◆ **DIRECTIONS**
Transcribe, with complete accuracy, all of the entries below except for the pictures.

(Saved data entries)
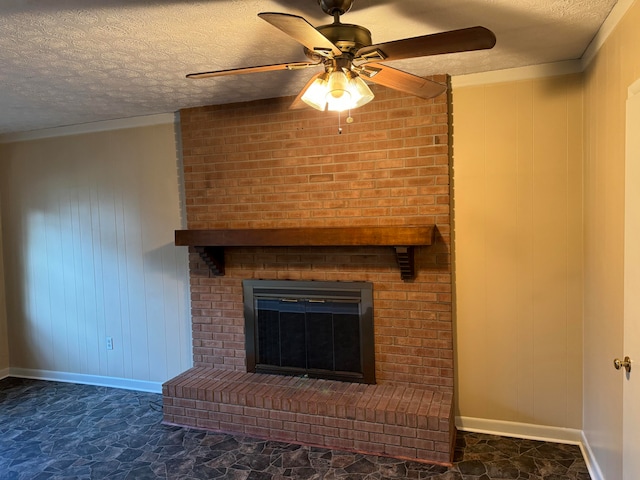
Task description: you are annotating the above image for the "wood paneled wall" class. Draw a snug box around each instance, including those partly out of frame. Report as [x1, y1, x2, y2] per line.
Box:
[0, 123, 191, 385]
[582, 2, 640, 477]
[452, 74, 584, 429]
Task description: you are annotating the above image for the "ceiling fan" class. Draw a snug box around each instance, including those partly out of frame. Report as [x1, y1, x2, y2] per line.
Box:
[186, 0, 496, 112]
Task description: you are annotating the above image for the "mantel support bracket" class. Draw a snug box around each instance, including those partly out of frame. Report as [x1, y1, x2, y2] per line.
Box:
[394, 246, 415, 280]
[194, 246, 225, 276]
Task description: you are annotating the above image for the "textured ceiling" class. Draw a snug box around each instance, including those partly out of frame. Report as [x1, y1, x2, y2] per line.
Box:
[0, 0, 617, 135]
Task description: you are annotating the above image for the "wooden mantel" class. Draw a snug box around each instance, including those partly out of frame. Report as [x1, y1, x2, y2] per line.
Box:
[175, 226, 436, 280]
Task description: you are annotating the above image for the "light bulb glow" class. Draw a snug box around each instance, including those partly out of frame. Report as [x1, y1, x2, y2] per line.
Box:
[300, 69, 374, 112]
[347, 73, 374, 109]
[325, 70, 351, 112]
[301, 74, 329, 111]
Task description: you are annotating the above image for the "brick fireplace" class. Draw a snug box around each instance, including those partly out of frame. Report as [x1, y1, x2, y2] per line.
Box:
[162, 76, 455, 464]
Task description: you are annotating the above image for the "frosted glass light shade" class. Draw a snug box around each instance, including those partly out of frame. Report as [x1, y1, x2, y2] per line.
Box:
[301, 74, 329, 111]
[347, 74, 374, 109]
[301, 70, 374, 112]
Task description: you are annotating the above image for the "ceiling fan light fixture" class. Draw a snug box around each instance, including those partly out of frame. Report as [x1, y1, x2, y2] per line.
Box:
[301, 73, 330, 111]
[346, 72, 374, 108]
[188, 8, 497, 112]
[301, 69, 374, 112]
[325, 69, 352, 111]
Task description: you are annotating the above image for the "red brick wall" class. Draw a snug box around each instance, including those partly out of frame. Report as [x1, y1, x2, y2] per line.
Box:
[179, 77, 453, 392]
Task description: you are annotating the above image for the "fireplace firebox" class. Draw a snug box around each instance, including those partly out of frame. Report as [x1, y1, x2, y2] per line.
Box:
[242, 280, 375, 384]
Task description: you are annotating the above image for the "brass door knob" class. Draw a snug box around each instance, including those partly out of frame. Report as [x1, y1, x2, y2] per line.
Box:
[614, 356, 632, 373]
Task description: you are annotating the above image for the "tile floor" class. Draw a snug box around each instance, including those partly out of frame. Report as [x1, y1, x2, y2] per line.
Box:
[0, 377, 591, 479]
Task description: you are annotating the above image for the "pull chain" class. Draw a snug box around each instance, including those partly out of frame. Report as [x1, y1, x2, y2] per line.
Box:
[338, 110, 354, 134]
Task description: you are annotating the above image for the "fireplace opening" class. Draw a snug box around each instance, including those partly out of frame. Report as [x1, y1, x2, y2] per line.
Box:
[243, 280, 375, 384]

◆ **RESPONSE TO THE EXERCISE**
Task description: you are annotating the above image for the "wood paneled wall" class. Draw a snug box around each instance, including those partly out of frame. Report as [x1, y1, x2, y2] per line.
Box:
[0, 123, 191, 385]
[582, 2, 640, 477]
[452, 74, 584, 429]
Task description: you are annotating the above image for the "ceiling fan" class. Draw a snug box around each instance, including those partly out of frame. Report as [x1, y1, x2, y2] per line.
Box:
[186, 0, 496, 112]
Task description: you are annotating the above image for the "mantel support bracket" class. Draw a snug box around each instance, including those partly out of frame. Report as [x1, y1, x2, y2] per line.
Box:
[394, 246, 415, 280]
[194, 246, 225, 276]
Task description: you are annotating the above image for the "textured ceiling" class. Draw a snug box around each instance, including those partly out of frame. Report as [x1, y1, x2, y2] per line.
Box:
[0, 0, 617, 135]
Task description: you are annotating the above image for the "wooden mantel" class. Draw a snug box around each instance, including those partly out of frame. Report as [x1, y1, x2, y2] per line.
Box:
[175, 226, 436, 280]
Task description: you are annotating the above image for the "light bulb glow" class. Draw a snug box around each instance, including those partly out of frame. Report as [x1, y1, x2, y2] per line.
Box:
[300, 69, 374, 112]
[347, 73, 374, 109]
[325, 70, 351, 112]
[301, 74, 329, 111]
Task description: you are annotating the above image for the "brick fireplace" class. Draw a snug box around each instance, including those partly out of frame. Report as [x1, y1, x2, y2] per line.
Box:
[162, 76, 455, 464]
Task description: you are annotating the above image for the "frosted glass light shade" class. Draw a snug box around each instance, including those partly out of frame. Report as [x1, y1, x2, y2] per line.
Box:
[301, 74, 329, 111]
[347, 74, 374, 109]
[301, 70, 374, 112]
Task description: you are annotating the above image for the "ceiling fan light fixture" class. Draw a snug box around each instance, including those partly out of frame. Report as [x1, y1, x2, y2] per line.
Box:
[301, 73, 330, 111]
[346, 72, 374, 108]
[188, 8, 497, 112]
[301, 69, 374, 112]
[325, 69, 352, 111]
Task description: you are annotating the above image for the "red brick wall" class. Draw a snug box around each instance, including those partly out of frame. Report as [x1, y1, x2, y2] per line.
Box:
[179, 77, 453, 392]
Task description: you are annotating the above image for the "fireplace firebox" class. Draw a snug box around each instance, including those partly out of frame. Report as [x1, y1, x2, y2] per line.
Box:
[242, 280, 375, 384]
Task description: you are annotating the above image for the "brass door knob" class. Draw a snug box around each instance, including those partly out of frame. Report as [x1, y1, x2, y2] per line.
Box:
[614, 356, 632, 373]
Task description: you are annotating the above image for the "tile floor" class. Draw a snug box around each instance, including those partly out of frame. Report as [x1, y1, x2, y2] per line.
Box:
[0, 377, 591, 479]
Task description: you are annotating the above image for the "pull chain" class. Draw a snug box around each instance, including those partly out of frame. Report as [x1, y1, x2, y2] per line.
Box:
[338, 110, 354, 134]
Task description: you are annotating the above image for the "fireplace opening" class. Draw a snug box around each instance, including those partly out of frame. Report as [x1, y1, x2, y2] per line.
Box:
[243, 280, 375, 384]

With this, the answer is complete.